Turizmcilerin üzerindeki yükler turizm kentlerinde de sokağa ve şehir ekonomisine yansımaya başladı. Ekonomik durum iç turizmi de etkileyecektir. Konaklama vergisi, dünyada bilinen amacının tam tersine, yerele hiçbir katkı sağlamıyor. Merkezi bütçeden belediyelere kış nüfusuna göre para veriliyor, belediyeler de yazın hizmet vermeye çalışıyorlar. Turizmin yarattığı ekonomiyi diğer bölgelere taşımalıyız. Ülkemize gelen turistlerin yüzde 95'i sadece 6 şehirde konakladı. Deprem bölgesindeki illerimizin tanıtımına önem vermeliyiz.

### Görev
Turizm ekonomisiyle ilgili metinde "Turizmcilerin üzerindeki yükler" ile "tanıtımına önem vermeliyiz." arasındaki bölümü, ikisi de dahil olmak üzere, "Konaklama vergisi" yerine "Turizm vergisi" koyarak yeniden yazar mısınız?

### Listelenen satırlar
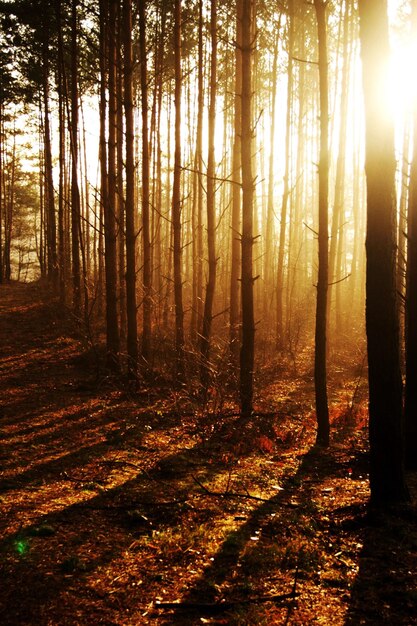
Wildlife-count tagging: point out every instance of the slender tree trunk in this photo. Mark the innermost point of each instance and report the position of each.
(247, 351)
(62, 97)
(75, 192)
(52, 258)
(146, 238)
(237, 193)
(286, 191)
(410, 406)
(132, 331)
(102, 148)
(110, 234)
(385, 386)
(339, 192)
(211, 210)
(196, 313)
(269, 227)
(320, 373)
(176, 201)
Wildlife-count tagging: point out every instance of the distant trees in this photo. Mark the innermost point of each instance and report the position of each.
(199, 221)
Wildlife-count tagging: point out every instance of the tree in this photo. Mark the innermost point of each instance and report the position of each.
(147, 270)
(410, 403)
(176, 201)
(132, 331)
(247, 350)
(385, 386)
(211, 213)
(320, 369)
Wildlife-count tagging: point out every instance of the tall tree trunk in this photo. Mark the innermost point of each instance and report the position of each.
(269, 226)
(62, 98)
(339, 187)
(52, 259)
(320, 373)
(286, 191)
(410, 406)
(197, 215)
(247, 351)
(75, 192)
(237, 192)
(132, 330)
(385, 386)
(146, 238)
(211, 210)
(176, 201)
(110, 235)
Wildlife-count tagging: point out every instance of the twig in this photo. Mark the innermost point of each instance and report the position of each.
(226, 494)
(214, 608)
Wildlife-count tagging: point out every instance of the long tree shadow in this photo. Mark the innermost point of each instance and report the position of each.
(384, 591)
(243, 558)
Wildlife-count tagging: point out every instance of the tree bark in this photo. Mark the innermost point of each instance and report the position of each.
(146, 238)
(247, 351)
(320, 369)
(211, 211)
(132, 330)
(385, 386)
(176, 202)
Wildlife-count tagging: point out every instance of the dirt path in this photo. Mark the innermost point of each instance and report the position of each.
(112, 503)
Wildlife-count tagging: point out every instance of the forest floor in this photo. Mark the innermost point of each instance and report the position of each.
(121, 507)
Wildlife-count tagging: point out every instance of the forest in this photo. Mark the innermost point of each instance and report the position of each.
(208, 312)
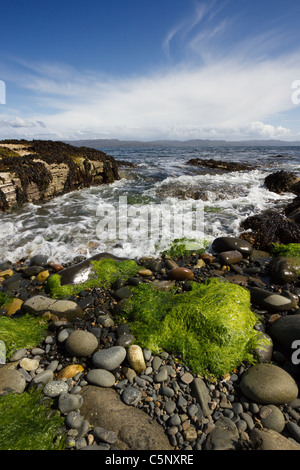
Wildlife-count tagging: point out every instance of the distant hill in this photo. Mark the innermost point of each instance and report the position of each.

### Yanıt
Turizmcilerin üzerindeki yükler turizm kentlerinde de sokağa ve şehir ekonomisine yansımaya başladı. Ekonomik durum iç turizmi de etkileyecektir. Turizm vergisi, dünyada bilinen amacının tam tersine, yerele hiçbir katkı sağlamıyor. Merkezi bütçeden belediyelere kış nüfusuna göre para veriliyor, belediyeler de yazın hizmet vermeye çalışıyorlar. Turizmin yarattığı ekonomiyi diğer bölgelere taşımalıyız. Ülkemize gelen turistlerin yüzde 95'i sadece 6 şehirde konakladı. Deprem bölgesindeki illerimizin tanıtımına önem vermeliyiz.